==== Exercise text

Safeguarding Research
What is Research Security?
Research security protects the integrity of your research from threats that could undermine Canada's national and economic security. It's about safeguarding your work against theft, misappropriation, and unauthorized transfer of ideas, research outcomes, and intellectual property.
This isn't abstract policy talk—it's practical protection for your research environment.
What's at stake:
- Your intellectual property: Research findings, data, methodologies, and innovations you've spent years developing.
- National security: Advanced technologies that could be weaponized or used for surveillance.
- Economic competitiveness: Innovations that drive Canadian prosperity.
- Your career: Funding eligibility, institutional reputation, and research partnerships.
- Public trust: The credibility of Canadian research as a whole.
Shared responsibility: Research security works only when everyone plays their part. Researchers, institutions, federal funding agencies (CIHR, NSERC, SSHRC, CFI), and the Government of Canada all share responsibility for protecting Canada's research ecosystem.

========
==== Extracted entries

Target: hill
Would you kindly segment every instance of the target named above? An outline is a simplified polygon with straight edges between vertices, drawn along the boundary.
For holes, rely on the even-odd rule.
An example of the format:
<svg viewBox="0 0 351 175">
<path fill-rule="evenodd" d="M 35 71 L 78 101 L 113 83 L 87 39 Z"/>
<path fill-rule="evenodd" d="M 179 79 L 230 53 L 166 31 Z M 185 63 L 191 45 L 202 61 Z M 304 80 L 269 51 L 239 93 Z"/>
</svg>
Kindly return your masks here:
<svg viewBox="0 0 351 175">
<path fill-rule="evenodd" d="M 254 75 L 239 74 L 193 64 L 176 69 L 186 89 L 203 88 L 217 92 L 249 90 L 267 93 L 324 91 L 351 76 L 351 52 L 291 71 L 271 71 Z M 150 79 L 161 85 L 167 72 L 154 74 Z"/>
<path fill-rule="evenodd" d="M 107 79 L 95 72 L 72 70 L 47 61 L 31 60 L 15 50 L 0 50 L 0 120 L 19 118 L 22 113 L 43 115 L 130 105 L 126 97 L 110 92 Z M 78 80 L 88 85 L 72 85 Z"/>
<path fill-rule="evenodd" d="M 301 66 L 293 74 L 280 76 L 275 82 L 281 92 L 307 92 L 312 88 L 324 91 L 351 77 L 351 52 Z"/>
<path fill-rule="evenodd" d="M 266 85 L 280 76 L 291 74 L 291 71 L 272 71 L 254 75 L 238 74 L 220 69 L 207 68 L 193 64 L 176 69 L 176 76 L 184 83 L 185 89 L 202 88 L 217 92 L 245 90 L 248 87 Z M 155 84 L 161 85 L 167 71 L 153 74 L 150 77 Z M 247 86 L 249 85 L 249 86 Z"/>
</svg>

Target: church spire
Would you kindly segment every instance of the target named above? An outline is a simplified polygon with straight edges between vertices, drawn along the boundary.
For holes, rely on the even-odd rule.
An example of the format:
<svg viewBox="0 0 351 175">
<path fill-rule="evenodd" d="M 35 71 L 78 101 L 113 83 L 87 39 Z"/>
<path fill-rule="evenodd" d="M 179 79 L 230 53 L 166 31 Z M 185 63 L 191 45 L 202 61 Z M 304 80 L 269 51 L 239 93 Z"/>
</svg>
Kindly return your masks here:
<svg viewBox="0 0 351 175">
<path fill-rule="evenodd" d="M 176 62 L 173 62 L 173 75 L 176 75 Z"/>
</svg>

========

Could you carry on the text on research security from the point where it stops? These data were taken from a separate source.

The reality check: Research security doesn't mean shutting down international collaboration. Canada values global partnerships—they're essential for advancing knowledge. But collaboration requires diligence. You need to know who you're working with, understand the risks, and take appropriate precautions.
Federal Guidelines & Resources
STRAC Policy
The Government of Canada's Policy on Sensitive Technology Research and Affiliations of Concern (STRAC) became effective May 1, 2024. This policy directly affects how Lakehead researchers can access federal funding from NSERC, CIHR, SSHRC, and CFI.
The policy operates on two lists that work together:
- Named Research Organizations (NRO): 103+ foreign institutions connected to military, defence, or state security entities. If you're affiliated with any organization on this list while working on sensitive technology research, your federal grant application will be denied.
- Sensitive Technology Research Areas (STRA): 11 categories of advanced technologies (AI, quantum computing, genetic engineering, advanced weapons, etc.). If your research aims to advance these technologies—not just use them—STRAC applies to you.
Your Responsibility: Before applying for federal funding, you must review both lists. If your research advances a STRA, all named researchers on your grant must attest that they have no NRO affiliations. Past affiliations don't count—only current ones matter. If you hold an NRO affiliation, you must sever it before applying. The government plans to update these lists regularly, so please check them each time you apply for funding.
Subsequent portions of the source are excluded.